TASK 1:
In the text on prehistoric Hong Kong tools and patterns, at what temperatures was early pottery fired?
TASK 2:
Extend the text on prehistoric Hong Kong tools and patterns, picking up right after its final line.

TEXT BLOCK:
============================================================
Episode 4 | Tools and Patterns

2026-02-03
           

節錄來源 #Hong Kong History#聲音專欄|MADEFROM.HK
Long before writing,
people expressed knowledge through objects.
Tools were not just tools.
They were solutions.
Across prehistoric Hong Kong,

stone tools appear again and again.
Axes, blades, and simple cutting tools,
shaped carefully by hand.
These were not random objects.
They show intention.
Stone was selected,
worked,
and refined,
until it could cut, dig, or shape wood.
As daily life became more settled,
another object became common —
pottery.
Early pottery was simple.
Made by hand,
fired at low temperatures,
and shaped for use.
But what makes these vessels remarkable
are their patterns.
Lines pressed into soft clay.
Wave shapes repeated again and again.
Dots arranged with quiet care.
These patterns were not written language.
They carried no names.
They told no stories.
============================================================
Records

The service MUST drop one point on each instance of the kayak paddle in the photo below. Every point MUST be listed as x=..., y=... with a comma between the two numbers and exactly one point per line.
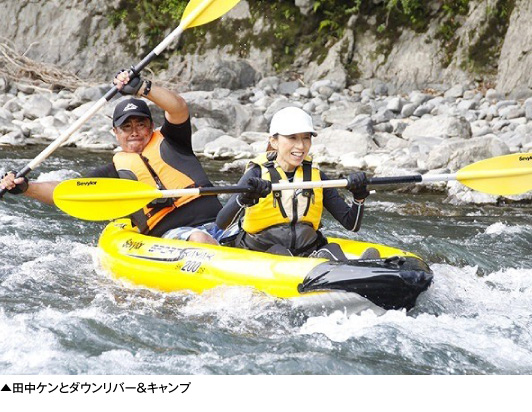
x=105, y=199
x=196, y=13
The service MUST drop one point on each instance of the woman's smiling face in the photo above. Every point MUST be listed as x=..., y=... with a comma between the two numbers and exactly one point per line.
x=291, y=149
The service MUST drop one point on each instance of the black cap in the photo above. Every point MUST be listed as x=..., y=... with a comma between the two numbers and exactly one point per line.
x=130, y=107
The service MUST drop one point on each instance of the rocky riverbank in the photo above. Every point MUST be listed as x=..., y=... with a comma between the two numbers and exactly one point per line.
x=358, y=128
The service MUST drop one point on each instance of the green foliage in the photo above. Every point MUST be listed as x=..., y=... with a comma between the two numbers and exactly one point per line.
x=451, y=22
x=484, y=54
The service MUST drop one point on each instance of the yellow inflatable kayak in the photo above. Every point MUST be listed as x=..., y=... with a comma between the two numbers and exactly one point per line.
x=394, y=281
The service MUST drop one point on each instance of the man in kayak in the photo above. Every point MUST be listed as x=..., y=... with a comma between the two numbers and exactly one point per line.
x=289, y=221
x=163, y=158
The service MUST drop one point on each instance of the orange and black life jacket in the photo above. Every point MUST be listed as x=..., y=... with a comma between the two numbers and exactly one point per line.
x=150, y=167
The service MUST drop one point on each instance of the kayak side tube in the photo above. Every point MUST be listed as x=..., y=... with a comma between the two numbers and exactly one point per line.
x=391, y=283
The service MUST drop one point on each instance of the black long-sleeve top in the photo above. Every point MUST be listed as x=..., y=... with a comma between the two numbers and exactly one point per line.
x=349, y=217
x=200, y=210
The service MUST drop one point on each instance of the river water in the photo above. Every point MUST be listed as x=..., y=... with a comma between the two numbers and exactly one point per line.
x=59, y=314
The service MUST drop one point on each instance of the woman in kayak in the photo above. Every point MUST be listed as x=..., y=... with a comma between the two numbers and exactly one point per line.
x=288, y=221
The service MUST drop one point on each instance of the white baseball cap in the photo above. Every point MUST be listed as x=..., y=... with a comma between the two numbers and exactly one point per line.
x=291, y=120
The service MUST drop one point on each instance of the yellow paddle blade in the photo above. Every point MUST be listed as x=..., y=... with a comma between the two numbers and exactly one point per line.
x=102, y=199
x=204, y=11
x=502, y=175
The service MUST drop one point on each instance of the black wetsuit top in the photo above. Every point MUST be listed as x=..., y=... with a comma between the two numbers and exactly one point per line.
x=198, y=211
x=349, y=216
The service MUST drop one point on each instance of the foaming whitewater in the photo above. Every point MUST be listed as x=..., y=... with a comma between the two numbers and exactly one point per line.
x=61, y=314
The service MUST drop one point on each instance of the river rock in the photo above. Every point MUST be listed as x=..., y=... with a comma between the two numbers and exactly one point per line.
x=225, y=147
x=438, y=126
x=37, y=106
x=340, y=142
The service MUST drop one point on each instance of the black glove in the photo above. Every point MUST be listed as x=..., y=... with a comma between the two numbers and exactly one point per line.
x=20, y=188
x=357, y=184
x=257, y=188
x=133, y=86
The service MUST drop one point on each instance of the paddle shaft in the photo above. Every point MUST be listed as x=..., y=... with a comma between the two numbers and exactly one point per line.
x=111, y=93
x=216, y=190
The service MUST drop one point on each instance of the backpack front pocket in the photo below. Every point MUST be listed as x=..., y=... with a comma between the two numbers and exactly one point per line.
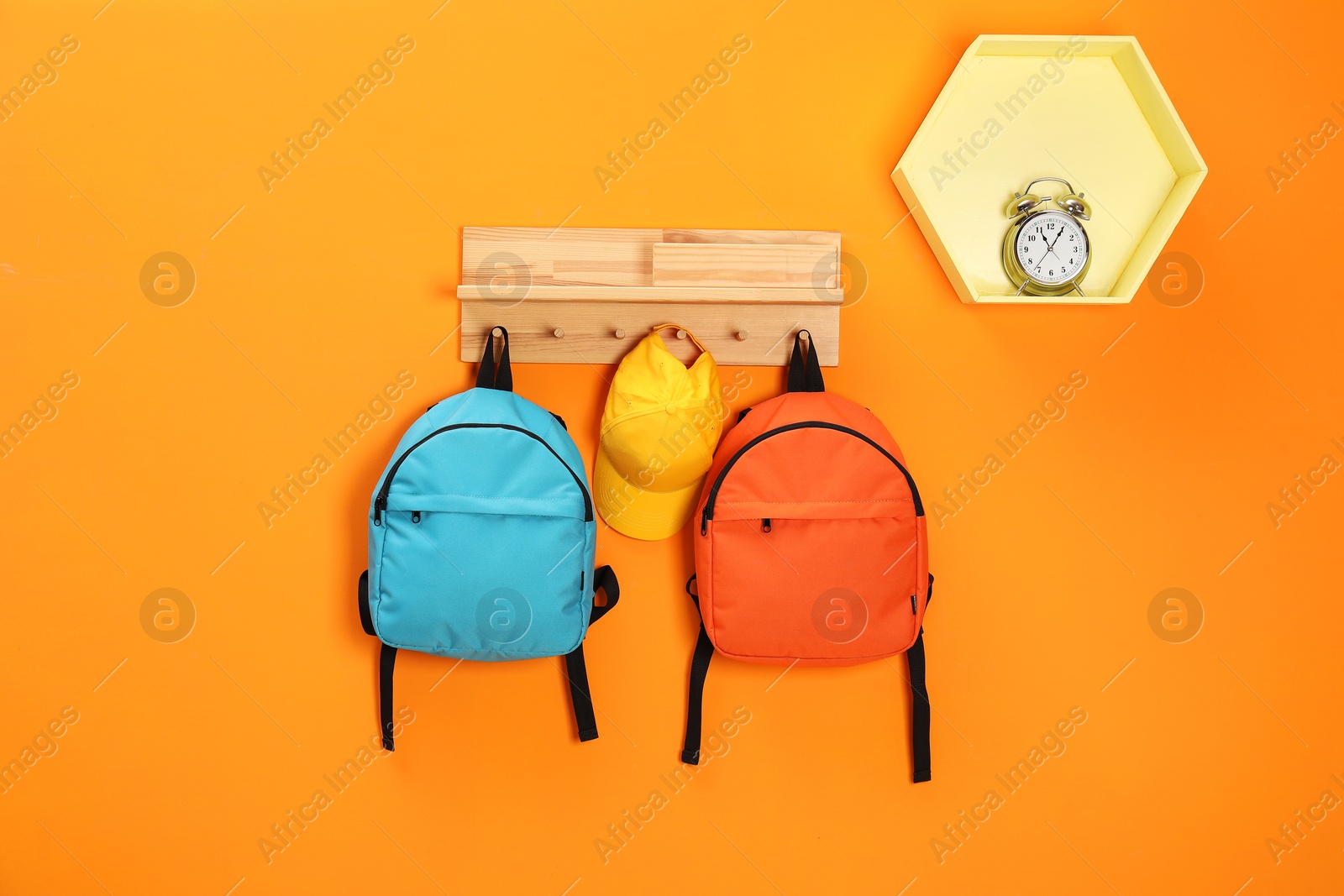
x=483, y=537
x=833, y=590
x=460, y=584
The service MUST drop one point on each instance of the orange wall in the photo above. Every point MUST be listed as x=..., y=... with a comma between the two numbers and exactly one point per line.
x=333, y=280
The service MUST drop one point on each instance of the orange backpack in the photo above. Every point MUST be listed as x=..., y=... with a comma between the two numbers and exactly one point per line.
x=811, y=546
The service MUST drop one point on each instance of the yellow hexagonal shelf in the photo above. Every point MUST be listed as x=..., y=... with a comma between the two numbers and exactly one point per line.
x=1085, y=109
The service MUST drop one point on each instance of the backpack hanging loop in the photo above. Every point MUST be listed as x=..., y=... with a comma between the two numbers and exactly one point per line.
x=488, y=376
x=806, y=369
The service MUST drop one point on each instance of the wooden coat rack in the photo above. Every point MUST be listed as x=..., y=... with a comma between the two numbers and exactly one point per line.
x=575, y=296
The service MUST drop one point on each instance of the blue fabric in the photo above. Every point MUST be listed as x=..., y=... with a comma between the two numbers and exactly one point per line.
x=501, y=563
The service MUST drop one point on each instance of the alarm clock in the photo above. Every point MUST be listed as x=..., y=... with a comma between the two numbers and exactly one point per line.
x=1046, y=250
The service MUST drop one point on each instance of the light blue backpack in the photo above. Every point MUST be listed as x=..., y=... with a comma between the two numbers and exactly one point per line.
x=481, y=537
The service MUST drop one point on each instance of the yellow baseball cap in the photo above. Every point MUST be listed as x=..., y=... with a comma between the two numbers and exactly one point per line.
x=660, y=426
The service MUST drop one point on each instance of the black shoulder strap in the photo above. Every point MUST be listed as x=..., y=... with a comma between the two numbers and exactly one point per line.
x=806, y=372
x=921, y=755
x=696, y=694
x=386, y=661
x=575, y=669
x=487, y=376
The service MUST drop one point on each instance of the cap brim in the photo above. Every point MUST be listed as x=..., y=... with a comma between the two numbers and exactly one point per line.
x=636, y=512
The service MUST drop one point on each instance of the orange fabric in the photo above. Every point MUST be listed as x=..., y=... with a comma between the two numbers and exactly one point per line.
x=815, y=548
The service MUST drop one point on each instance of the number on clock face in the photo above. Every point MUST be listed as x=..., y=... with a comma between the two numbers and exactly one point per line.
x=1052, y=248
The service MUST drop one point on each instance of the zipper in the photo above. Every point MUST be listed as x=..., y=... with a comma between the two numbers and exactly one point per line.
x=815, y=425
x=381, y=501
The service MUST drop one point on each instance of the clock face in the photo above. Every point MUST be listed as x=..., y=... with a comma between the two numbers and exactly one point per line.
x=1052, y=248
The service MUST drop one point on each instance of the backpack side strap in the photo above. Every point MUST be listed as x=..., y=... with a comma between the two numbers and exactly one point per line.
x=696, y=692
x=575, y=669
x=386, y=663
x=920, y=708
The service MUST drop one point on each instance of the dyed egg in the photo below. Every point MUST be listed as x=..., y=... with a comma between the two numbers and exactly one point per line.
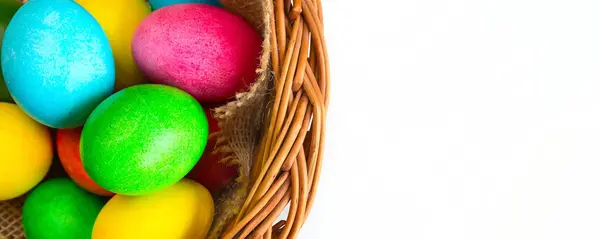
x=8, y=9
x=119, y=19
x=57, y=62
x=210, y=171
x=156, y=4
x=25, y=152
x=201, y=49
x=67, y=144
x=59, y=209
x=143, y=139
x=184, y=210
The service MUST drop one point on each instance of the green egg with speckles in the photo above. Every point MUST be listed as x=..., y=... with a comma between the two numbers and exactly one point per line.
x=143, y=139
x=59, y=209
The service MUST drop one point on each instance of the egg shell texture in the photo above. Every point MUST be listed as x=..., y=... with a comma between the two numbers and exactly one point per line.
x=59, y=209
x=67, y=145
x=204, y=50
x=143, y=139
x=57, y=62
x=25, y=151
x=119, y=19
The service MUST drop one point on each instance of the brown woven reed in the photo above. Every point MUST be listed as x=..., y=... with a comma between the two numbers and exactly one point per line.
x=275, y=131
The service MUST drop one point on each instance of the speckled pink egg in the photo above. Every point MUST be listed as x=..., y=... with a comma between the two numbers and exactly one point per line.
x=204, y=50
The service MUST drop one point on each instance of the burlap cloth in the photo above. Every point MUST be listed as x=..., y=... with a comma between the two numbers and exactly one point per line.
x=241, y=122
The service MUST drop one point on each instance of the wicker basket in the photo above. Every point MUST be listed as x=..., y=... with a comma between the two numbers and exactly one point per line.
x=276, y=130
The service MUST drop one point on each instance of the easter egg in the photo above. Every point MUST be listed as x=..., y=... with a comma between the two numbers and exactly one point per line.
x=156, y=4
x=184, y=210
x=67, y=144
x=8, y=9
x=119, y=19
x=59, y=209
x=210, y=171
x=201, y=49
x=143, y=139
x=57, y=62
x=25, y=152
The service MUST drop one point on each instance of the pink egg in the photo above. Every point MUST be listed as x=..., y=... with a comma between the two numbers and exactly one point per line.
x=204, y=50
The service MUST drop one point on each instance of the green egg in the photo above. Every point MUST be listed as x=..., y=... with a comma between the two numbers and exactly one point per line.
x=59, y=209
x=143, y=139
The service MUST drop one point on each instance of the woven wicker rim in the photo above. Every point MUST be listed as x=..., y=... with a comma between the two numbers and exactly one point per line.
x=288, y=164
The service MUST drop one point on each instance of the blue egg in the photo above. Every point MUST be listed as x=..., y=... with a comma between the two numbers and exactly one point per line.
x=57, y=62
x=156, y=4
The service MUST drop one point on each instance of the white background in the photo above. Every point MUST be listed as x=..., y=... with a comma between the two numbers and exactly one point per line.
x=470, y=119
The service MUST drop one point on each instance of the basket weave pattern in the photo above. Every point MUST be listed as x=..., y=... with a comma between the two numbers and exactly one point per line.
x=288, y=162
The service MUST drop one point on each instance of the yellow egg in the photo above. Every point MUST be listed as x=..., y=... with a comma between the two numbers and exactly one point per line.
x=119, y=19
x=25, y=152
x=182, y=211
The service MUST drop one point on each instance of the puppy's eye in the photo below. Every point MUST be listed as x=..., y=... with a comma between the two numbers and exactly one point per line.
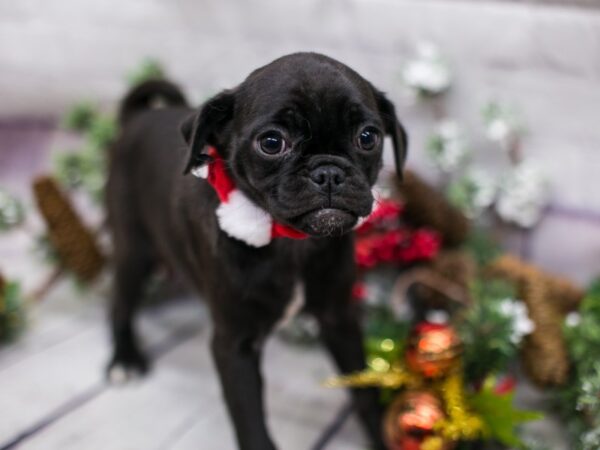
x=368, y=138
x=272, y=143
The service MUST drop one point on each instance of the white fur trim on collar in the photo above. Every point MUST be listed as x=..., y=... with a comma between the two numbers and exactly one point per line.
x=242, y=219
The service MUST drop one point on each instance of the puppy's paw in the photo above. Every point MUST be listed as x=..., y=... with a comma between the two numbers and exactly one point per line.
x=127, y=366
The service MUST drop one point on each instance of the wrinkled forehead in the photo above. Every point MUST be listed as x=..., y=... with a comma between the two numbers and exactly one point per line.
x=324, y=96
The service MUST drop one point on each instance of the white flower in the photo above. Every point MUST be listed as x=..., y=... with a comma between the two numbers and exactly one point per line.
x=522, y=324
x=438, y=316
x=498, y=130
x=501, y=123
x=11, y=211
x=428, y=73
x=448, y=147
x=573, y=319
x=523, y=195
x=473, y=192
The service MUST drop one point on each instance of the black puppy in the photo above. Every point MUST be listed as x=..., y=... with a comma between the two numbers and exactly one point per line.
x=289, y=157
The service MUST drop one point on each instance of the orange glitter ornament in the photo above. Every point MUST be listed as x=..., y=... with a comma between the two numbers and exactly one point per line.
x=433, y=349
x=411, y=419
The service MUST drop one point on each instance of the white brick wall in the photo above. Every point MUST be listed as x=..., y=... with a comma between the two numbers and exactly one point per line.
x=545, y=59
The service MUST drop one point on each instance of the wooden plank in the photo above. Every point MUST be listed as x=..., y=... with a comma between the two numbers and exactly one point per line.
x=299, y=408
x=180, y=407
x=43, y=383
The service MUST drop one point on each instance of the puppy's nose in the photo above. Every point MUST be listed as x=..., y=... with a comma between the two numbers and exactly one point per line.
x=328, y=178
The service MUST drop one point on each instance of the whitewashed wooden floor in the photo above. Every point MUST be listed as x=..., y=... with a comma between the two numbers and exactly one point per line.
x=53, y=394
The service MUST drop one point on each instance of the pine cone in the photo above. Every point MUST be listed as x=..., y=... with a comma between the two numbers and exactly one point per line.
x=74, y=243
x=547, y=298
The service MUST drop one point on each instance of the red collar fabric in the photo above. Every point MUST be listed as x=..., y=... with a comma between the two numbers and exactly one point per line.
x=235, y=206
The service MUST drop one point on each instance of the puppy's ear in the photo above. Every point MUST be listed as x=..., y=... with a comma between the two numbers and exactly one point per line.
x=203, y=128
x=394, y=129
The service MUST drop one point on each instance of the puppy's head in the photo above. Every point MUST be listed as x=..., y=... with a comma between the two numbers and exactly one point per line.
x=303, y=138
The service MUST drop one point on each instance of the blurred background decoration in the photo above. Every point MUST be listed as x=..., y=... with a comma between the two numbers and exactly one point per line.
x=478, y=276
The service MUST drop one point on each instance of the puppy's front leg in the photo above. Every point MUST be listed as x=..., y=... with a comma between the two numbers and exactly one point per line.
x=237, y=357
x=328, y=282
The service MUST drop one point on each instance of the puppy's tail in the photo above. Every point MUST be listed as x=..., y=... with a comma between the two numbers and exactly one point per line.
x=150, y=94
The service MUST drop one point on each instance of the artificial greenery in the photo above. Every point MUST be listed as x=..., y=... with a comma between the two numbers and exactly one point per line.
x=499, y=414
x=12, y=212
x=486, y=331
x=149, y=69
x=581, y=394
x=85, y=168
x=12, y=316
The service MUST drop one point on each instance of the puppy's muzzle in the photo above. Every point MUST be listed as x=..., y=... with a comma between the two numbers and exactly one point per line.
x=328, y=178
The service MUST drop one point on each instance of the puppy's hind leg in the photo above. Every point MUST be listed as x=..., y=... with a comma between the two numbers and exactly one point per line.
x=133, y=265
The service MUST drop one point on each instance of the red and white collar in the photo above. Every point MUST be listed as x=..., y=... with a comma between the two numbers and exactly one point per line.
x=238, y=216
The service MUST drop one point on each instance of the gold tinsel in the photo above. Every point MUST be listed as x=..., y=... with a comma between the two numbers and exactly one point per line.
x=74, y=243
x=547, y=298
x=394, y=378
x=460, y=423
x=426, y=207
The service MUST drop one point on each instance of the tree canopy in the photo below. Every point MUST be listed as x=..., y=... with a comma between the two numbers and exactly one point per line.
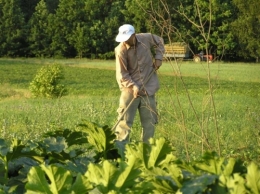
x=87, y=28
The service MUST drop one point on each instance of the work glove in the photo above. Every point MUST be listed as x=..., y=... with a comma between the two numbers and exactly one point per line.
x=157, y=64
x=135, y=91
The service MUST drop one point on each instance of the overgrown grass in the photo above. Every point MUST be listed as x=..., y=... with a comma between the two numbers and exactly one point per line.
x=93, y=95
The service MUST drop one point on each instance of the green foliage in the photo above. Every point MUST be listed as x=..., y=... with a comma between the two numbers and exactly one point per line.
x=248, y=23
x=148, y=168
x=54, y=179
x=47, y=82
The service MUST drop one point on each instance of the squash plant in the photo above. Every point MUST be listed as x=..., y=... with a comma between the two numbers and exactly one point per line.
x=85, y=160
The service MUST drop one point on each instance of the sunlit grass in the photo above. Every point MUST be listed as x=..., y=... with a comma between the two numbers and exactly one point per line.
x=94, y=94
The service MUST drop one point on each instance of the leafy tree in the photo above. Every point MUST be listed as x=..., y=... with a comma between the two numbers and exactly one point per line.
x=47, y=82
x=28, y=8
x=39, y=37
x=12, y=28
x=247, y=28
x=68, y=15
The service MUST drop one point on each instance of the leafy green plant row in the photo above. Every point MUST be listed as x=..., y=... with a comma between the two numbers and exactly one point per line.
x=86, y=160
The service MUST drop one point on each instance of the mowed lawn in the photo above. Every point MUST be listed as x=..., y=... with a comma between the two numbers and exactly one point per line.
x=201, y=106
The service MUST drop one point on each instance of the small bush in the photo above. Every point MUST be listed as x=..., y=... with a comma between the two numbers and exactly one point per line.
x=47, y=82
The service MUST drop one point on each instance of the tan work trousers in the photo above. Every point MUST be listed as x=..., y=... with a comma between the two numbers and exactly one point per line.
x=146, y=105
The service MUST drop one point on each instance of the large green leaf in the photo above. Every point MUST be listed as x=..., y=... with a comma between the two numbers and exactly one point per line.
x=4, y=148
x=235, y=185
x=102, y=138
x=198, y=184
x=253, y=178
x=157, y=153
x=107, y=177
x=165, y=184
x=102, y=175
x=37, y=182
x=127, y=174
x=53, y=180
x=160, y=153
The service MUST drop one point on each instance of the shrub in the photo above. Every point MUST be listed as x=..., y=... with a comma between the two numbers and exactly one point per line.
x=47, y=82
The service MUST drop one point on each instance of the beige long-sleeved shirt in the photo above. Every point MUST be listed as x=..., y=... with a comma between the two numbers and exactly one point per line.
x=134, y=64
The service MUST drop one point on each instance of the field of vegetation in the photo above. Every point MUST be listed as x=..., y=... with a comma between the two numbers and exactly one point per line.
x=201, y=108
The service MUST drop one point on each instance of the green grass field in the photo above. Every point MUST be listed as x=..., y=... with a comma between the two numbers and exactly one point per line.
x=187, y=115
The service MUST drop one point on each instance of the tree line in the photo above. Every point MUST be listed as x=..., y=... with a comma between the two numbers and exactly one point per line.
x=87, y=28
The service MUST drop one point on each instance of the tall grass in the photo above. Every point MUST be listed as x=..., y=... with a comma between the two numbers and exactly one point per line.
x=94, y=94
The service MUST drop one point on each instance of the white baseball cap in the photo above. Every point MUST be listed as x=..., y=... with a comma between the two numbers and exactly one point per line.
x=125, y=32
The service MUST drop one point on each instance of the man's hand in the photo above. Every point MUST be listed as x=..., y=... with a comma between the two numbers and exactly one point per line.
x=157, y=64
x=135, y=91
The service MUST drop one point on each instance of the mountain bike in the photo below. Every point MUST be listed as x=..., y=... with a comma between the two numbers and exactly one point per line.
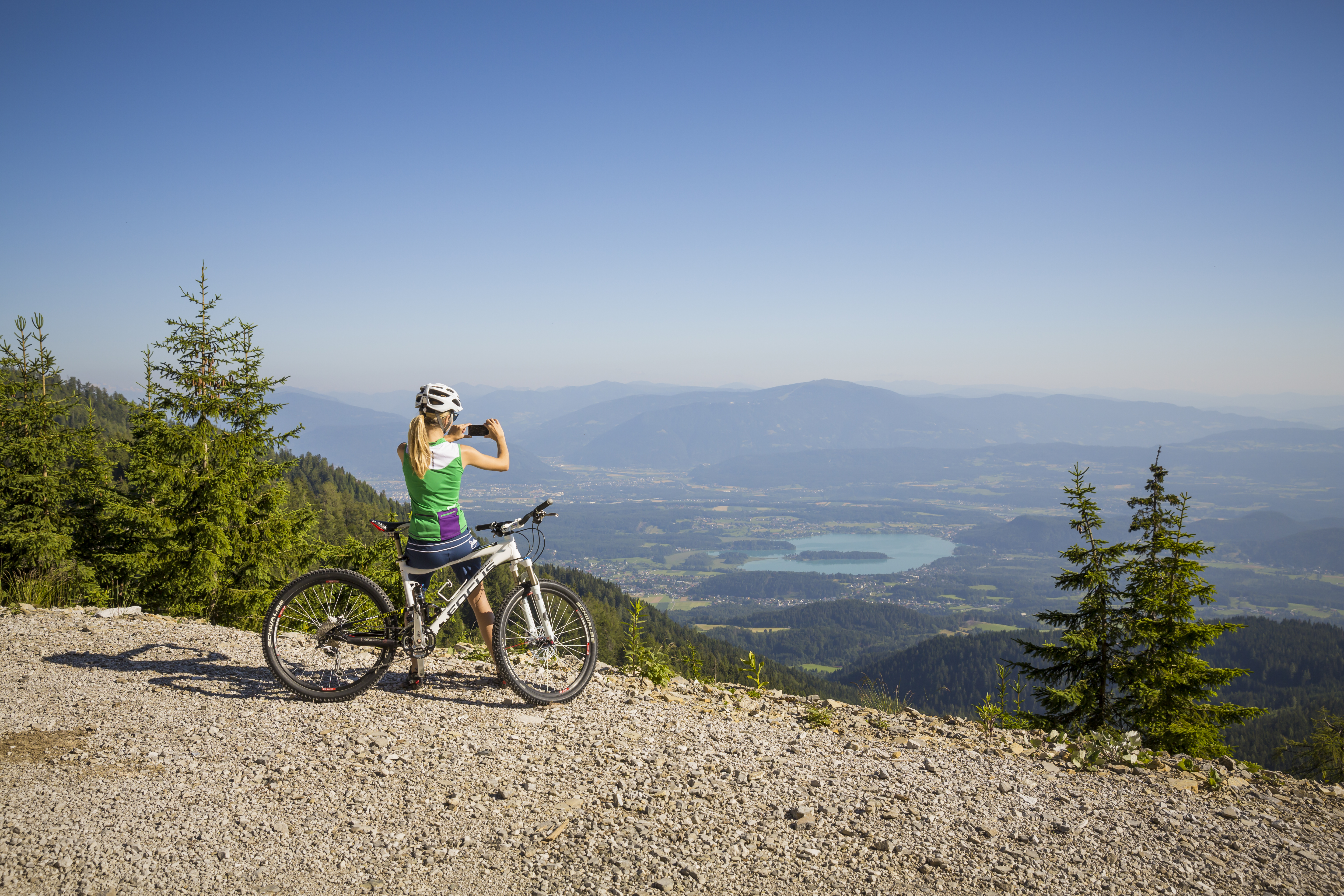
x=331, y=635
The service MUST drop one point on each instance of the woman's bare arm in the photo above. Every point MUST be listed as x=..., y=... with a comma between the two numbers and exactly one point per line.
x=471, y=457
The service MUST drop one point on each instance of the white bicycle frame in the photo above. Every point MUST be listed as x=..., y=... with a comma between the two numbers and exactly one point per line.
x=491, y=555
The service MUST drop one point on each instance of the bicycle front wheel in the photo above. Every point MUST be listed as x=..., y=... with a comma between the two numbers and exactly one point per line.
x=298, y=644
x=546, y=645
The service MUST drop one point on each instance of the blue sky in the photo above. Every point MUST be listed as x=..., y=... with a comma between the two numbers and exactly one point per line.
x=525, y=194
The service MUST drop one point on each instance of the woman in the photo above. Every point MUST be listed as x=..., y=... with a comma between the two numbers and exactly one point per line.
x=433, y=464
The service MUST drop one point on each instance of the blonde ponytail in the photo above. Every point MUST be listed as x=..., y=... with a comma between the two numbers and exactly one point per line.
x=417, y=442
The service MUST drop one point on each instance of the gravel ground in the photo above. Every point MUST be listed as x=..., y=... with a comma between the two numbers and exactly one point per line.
============================================================
EXERCISE ANSWER 1:
At low temperatures.

EXERCISE ANSWER 2:
Yet they mattered.
They marked rhythm.
They showed familiarity.
They reflected hands that had learned,
repeated,
and remembered.
Pottery tells us how people stored food,
carried water,
and shared meals.
Tools tell us how people worked.
Together,
they reveal something deeper.
These objects show a growing understanding of the world —
how materials behave,
how shapes function,
and how repetition creates meaning.
Before cities,
before trade routes,
before history was recorded,
people here were already designing their lives.
Not through words,
but through tools and patterns.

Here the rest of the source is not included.